**** The input ****

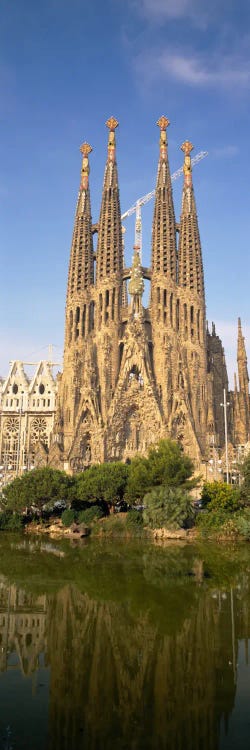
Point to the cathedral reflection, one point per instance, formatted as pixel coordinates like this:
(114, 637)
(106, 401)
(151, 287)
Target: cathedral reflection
(129, 676)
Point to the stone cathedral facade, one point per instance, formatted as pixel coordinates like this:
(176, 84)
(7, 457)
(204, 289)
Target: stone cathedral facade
(131, 374)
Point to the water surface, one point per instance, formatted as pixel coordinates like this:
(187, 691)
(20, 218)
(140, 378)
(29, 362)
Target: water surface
(123, 645)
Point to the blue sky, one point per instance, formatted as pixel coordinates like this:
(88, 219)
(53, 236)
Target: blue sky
(65, 67)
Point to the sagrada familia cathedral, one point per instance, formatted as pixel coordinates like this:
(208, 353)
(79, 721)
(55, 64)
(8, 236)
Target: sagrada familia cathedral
(131, 374)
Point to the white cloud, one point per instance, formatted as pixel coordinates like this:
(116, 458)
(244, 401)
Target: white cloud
(200, 12)
(194, 70)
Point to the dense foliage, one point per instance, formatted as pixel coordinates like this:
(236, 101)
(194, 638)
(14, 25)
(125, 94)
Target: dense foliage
(168, 507)
(68, 516)
(90, 514)
(104, 483)
(218, 496)
(166, 465)
(37, 488)
(10, 521)
(245, 472)
(226, 513)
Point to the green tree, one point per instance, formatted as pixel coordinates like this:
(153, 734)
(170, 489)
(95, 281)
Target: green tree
(166, 465)
(37, 487)
(104, 483)
(219, 496)
(169, 507)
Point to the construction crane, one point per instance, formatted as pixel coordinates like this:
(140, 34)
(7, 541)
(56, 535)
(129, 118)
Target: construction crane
(136, 208)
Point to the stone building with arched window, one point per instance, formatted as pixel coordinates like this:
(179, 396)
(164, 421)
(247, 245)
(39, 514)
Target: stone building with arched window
(27, 410)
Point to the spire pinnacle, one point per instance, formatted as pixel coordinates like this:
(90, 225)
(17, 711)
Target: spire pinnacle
(111, 124)
(163, 124)
(85, 149)
(136, 284)
(187, 147)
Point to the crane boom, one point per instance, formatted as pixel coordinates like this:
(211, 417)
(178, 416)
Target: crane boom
(146, 198)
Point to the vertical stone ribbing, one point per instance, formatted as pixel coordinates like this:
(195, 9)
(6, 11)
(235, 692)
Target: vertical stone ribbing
(164, 229)
(81, 265)
(110, 247)
(190, 267)
(242, 362)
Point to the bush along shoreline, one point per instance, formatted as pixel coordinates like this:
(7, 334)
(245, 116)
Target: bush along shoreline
(150, 495)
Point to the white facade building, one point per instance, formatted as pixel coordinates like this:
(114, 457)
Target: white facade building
(27, 412)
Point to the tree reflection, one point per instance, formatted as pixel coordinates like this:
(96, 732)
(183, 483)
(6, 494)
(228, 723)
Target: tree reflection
(151, 663)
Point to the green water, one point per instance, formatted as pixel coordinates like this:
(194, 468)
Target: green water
(123, 645)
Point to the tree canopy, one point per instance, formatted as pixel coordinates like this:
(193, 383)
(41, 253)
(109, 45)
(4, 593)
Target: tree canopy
(166, 465)
(169, 507)
(101, 483)
(245, 471)
(37, 488)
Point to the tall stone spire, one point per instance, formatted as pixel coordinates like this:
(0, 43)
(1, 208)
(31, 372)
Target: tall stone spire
(242, 362)
(164, 228)
(110, 248)
(190, 268)
(136, 284)
(81, 266)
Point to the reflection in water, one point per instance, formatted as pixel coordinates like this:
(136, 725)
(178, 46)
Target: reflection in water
(142, 645)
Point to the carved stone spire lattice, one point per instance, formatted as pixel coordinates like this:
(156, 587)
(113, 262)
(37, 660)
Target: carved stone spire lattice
(81, 267)
(164, 230)
(190, 267)
(110, 248)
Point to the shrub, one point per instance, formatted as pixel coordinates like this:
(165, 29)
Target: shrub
(245, 487)
(112, 525)
(91, 514)
(37, 488)
(212, 521)
(220, 496)
(104, 483)
(134, 521)
(68, 516)
(168, 507)
(243, 523)
(166, 465)
(11, 521)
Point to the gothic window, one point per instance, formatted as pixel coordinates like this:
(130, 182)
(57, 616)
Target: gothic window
(113, 304)
(91, 316)
(70, 325)
(83, 321)
(10, 441)
(178, 315)
(38, 431)
(77, 318)
(100, 309)
(171, 309)
(106, 305)
(198, 325)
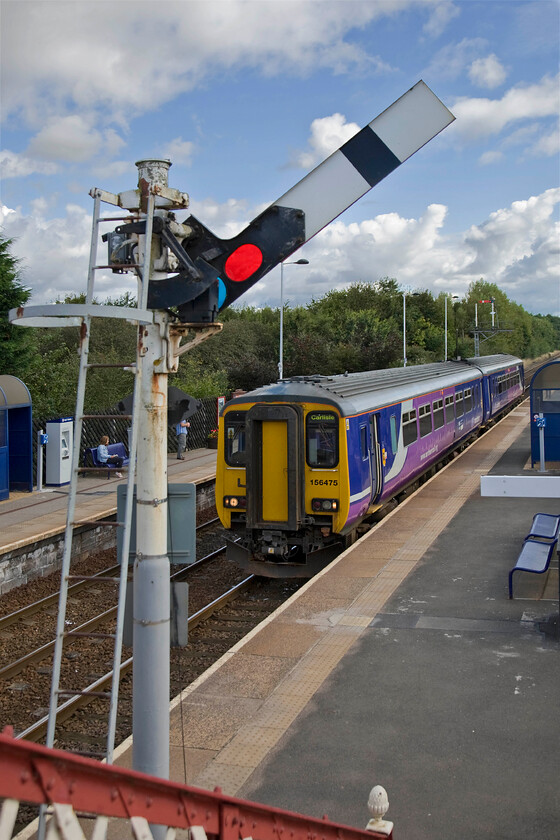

****

What you need to do:
Reproduce every data item above line for line, omitting the pictures.

Response for this exercise:
Point to the cathedral reflection, one point per instance, formatted as pixel coordinates like this:
(114, 637)
(106, 401)
(151, 287)
Target: cathedral reflection
(129, 676)
Point to the stone cathedral facade, one point per instance, formatted as pixel coordinates like this:
(176, 84)
(7, 457)
(204, 289)
Target: stone cathedral facade
(131, 374)
Point to the water surface, one point per instance, formatted as pixel coordinates like this:
(187, 691)
(20, 218)
(140, 378)
(29, 362)
Target: water surface
(123, 645)
Point to the blue sky, one point per instance, formatted as pixel coordinates like this:
(88, 219)
(53, 236)
Target: blue sky
(65, 67)
Point to the sagrada familia cathedral, one point per instance, formatted as pixel coordinates like this:
(208, 353)
(79, 721)
(55, 64)
(8, 236)
Target: sagrada familia cathedral
(131, 374)
Point to the white cloud, one point per instance, formatted as pixel coordinates like this:
(116, 458)
(244, 401)
Target: white cloud
(200, 12)
(194, 70)
Point to the dense foliage, one point per instance, formatted as pixel coordinates like this:
(236, 101)
(194, 638)
(14, 25)
(125, 94)
Target: dense foliage
(168, 507)
(68, 516)
(90, 514)
(104, 483)
(218, 496)
(166, 465)
(37, 488)
(10, 521)
(245, 472)
(226, 513)
Point to the green tree, one point per instance, formatted as pixel coordinates like this:
(153, 734)
(170, 489)
(95, 281)
Target: green tree
(166, 465)
(37, 487)
(104, 483)
(219, 496)
(169, 507)
Point to the construction crane, one point per instance, formatted as pixel coordinates like this:
(140, 34)
(7, 541)
(56, 535)
(129, 118)
Target: construction crane
(136, 208)
Point to the stone building with arched window, one point per instance, formatted as pixel coordinates like this:
(179, 396)
(164, 421)
(247, 245)
(39, 514)
Target: stone building with arched window
(27, 410)
Point to the spire pinnacle, one point per instance, formatted as pixel coordinates like this:
(90, 225)
(17, 711)
Target: spire pinnacle
(111, 124)
(163, 124)
(85, 149)
(136, 284)
(187, 147)
Point to the crane boom, one point per instance, formatted as pixel coordinates like this:
(211, 417)
(178, 416)
Target: crane boom
(146, 198)
Point to the vertical stone ribbing, one point per instance, formatted as pixel coordinates like this:
(195, 9)
(6, 11)
(235, 692)
Target: vertical stone ribbing
(164, 229)
(81, 265)
(110, 247)
(190, 267)
(242, 362)
Point to the bush along shoreline, one point per instance, formatted as pixel coordinates like this:
(7, 334)
(245, 116)
Target: bush along shoreline
(150, 495)
Point to the white facade building, one point per instance, formatted as pixel coordinates like this:
(114, 457)
Target: white facade building
(27, 412)
Point to the tree reflection, one point per instance, formatted as pixel coordinates like this:
(96, 732)
(183, 483)
(6, 494)
(228, 723)
Target: tree reflection
(151, 663)
Point to the green water, one point per instance, formatted as pixel coordinates like this:
(194, 468)
Target: green water
(123, 645)
Point to the tree canopy, one point per instance, formatted as pixel coordinates like this:
(193, 383)
(41, 253)
(109, 45)
(4, 593)
Target: tree canopy
(166, 465)
(169, 507)
(101, 483)
(245, 471)
(37, 488)
Point to the tall stone spire, one point per instance, formatted as pixel coordinates like this:
(0, 43)
(1, 208)
(31, 372)
Target: tall stone spire
(242, 362)
(164, 228)
(110, 248)
(190, 268)
(136, 284)
(81, 266)
Point to the reflection in water, one point per instance, formatted as pixel coordinates like this:
(136, 725)
(178, 46)
Target: reflection in water
(142, 645)
Point to the carved stone spire lattice, one point per instance, formatted as pixel coordinates like this:
(156, 587)
(113, 262)
(37, 660)
Target: carved stone spire lattice
(81, 267)
(164, 230)
(190, 267)
(110, 248)
Point to the shrub, one point per instance, formatted as pixel coordinates like this:
(165, 29)
Target: shrub
(245, 487)
(112, 525)
(91, 514)
(37, 488)
(212, 521)
(220, 496)
(104, 483)
(134, 521)
(68, 516)
(168, 507)
(243, 523)
(166, 465)
(11, 521)
Point to the gothic window, one point per instance, formatted as pixel coordinates like this:
(130, 182)
(57, 616)
Target: gothic window
(113, 304)
(91, 316)
(70, 325)
(83, 321)
(10, 441)
(178, 315)
(38, 431)
(77, 318)
(100, 309)
(171, 309)
(106, 305)
(198, 325)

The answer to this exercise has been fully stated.